## begin RECORDS FOR THE TASK

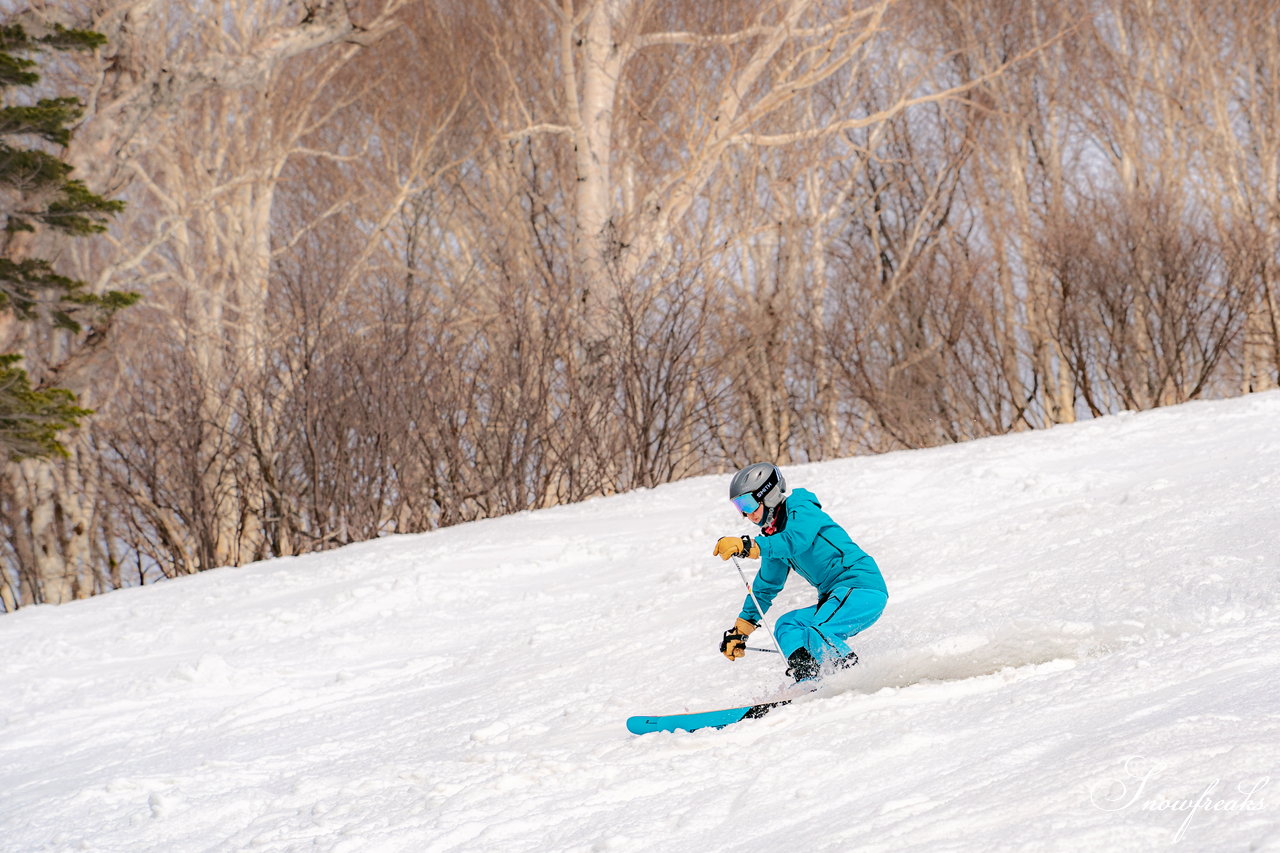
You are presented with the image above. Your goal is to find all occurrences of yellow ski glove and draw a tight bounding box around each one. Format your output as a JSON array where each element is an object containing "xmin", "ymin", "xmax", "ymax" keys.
[
  {"xmin": 721, "ymin": 617, "xmax": 755, "ymax": 661},
  {"xmin": 712, "ymin": 537, "xmax": 760, "ymax": 560}
]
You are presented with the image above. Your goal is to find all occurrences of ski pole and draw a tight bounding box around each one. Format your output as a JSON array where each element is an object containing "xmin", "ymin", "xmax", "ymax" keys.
[{"xmin": 733, "ymin": 555, "xmax": 787, "ymax": 661}]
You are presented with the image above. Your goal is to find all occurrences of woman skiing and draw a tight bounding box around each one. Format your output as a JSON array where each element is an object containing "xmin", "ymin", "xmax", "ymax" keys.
[{"xmin": 714, "ymin": 462, "xmax": 888, "ymax": 681}]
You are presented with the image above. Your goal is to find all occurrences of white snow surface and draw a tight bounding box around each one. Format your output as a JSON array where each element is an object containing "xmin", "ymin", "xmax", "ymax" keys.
[{"xmin": 0, "ymin": 392, "xmax": 1280, "ymax": 853}]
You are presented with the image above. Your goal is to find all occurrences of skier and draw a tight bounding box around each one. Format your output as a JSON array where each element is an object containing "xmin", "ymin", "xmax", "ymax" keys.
[{"xmin": 713, "ymin": 462, "xmax": 888, "ymax": 681}]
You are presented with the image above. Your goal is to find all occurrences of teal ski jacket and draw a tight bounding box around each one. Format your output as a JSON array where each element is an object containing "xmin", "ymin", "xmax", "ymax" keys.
[{"xmin": 740, "ymin": 489, "xmax": 888, "ymax": 624}]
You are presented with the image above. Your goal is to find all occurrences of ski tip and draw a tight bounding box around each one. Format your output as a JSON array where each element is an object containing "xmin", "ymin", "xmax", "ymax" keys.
[{"xmin": 627, "ymin": 717, "xmax": 655, "ymax": 734}]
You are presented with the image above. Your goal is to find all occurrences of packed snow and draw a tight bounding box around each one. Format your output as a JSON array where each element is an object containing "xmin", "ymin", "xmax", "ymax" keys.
[{"xmin": 0, "ymin": 393, "xmax": 1280, "ymax": 853}]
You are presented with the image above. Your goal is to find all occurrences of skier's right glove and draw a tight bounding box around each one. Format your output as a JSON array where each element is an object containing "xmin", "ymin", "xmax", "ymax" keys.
[{"xmin": 721, "ymin": 616, "xmax": 755, "ymax": 661}]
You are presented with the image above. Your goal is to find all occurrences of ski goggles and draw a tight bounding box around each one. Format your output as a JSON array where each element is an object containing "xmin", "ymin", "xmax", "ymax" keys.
[{"xmin": 730, "ymin": 469, "xmax": 778, "ymax": 515}]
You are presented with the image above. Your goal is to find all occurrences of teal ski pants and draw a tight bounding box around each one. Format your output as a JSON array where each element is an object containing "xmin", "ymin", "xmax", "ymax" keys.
[{"xmin": 773, "ymin": 588, "xmax": 888, "ymax": 662}]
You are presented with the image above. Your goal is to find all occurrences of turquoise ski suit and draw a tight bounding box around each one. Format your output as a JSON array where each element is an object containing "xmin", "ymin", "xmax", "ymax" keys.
[{"xmin": 740, "ymin": 489, "xmax": 888, "ymax": 662}]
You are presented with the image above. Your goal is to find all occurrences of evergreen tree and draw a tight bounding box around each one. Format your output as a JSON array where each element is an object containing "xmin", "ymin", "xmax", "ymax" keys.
[{"xmin": 0, "ymin": 24, "xmax": 137, "ymax": 460}]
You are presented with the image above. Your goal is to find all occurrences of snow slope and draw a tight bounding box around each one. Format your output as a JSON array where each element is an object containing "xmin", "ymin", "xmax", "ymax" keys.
[{"xmin": 0, "ymin": 393, "xmax": 1280, "ymax": 853}]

## end RECORDS FOR THE TASK

◆ **WRITTEN TASK**
Rewrite every item above, substituting "Your task is" for each occurrence of "Your goal is" and leaving all other wording unchanged. Omit the pictures from your answer.

◆ **EXERCISE ANSWER**
You are presented with the image above. Your task is to find all occurrences of yellow ski glove and draw a tight bounding box around each one. Format your output as a JSON array where each element is an object containing "xmin", "ymin", "xmax", "ymax" keys.
[
  {"xmin": 721, "ymin": 617, "xmax": 755, "ymax": 661},
  {"xmin": 712, "ymin": 537, "xmax": 760, "ymax": 560}
]
You are presented with the image above. Your task is to find all occurrences of ski pole and draw a tight bounding box around each one. Format your output as a JSON array where each element is an object containing "xmin", "ymin", "xmax", "ymax" keys.
[{"xmin": 733, "ymin": 555, "xmax": 787, "ymax": 661}]
You are presented with the image above. Your task is to find all occurrences of woman skiing and draw a tight bounding box around each one. Format your output as a JSON array where each element is an object containing "xmin", "ymin", "xmax", "ymax" keys.
[{"xmin": 714, "ymin": 462, "xmax": 888, "ymax": 681}]
You are presented with the image above. Your task is to find all occurrences of white snow surface and draw a tight bounding box around each one. Format your output as a JSON array where each element is an object containing "xmin", "ymin", "xmax", "ymax" keys.
[{"xmin": 0, "ymin": 392, "xmax": 1280, "ymax": 853}]
You are presented with the image above. Your task is to find all occurrences of skier and draw a tight bounding box around each one. Format your output as a JSON array where each element is an object containing "xmin", "ymin", "xmax", "ymax" keys.
[{"xmin": 713, "ymin": 462, "xmax": 888, "ymax": 681}]
You are presented with the image above. Your task is to find all occurrences of teal ski jacket and draw a tight bounding box around each one. Format your output as a JSON array where each element is an object containing "xmin", "ymin", "xmax", "ymax" keys.
[{"xmin": 740, "ymin": 489, "xmax": 888, "ymax": 624}]
You are presented with the image above. Your task is to find all occurrences of ski tip and draw a tight bounding box around each one. Format your output as a JSON array where each element is an object containing "xmin", "ymin", "xmax", "ymax" keys.
[{"xmin": 627, "ymin": 717, "xmax": 655, "ymax": 734}]
You are presented with the image above. Your task is to find all occurrences of packed snow and draw a tight bounding box around each one. Format your output as a JSON array where each element is an object containing "xmin", "ymin", "xmax", "ymax" keys.
[{"xmin": 0, "ymin": 393, "xmax": 1280, "ymax": 853}]
You are presented with the image above. Your task is to find all occurrences of skier's right glove and draw a tight bounding box around each one. Format your output as a JSON array where each element is an object containing "xmin", "ymin", "xmax", "ymax" keys.
[{"xmin": 721, "ymin": 616, "xmax": 755, "ymax": 661}]
You are presented with the image above. Your task is to find all occurrences of ski goggles and draw a tight bounding box around each one. Format your output as a JSON array where each element is an object containing "xmin", "ymin", "xmax", "ymax" keys.
[{"xmin": 730, "ymin": 469, "xmax": 778, "ymax": 515}]
You are presented with the image above. Your task is to find all occurrences of teal ski pants and draw a tight bounding box around each one. Format your output as a JSON array where each element is an object containing "xmin", "ymin", "xmax", "ymax" keys.
[{"xmin": 773, "ymin": 588, "xmax": 888, "ymax": 662}]
You are presented with the image above. Your task is to find all occurrences of turquoise ski suit and draw a tight bounding box around each one. Format your output as a JSON array where each element is an object containing "xmin", "ymin", "xmax", "ymax" keys.
[{"xmin": 740, "ymin": 489, "xmax": 888, "ymax": 662}]
You are presented with the image above. Your task is to find all occurrences of evergreen tree and draw a tight bounding box around each one. Format your output as a JSON array where each element is an object containing "xmin", "ymin", "xmax", "ymax" keys.
[{"xmin": 0, "ymin": 24, "xmax": 137, "ymax": 460}]
You are presented with the image above. Your task is to find all occurrences of snow slope and draw a tight bounding box around each one. Format your output as a JSON array where each element is an object containing "xmin", "ymin", "xmax", "ymax" keys.
[{"xmin": 0, "ymin": 393, "xmax": 1280, "ymax": 853}]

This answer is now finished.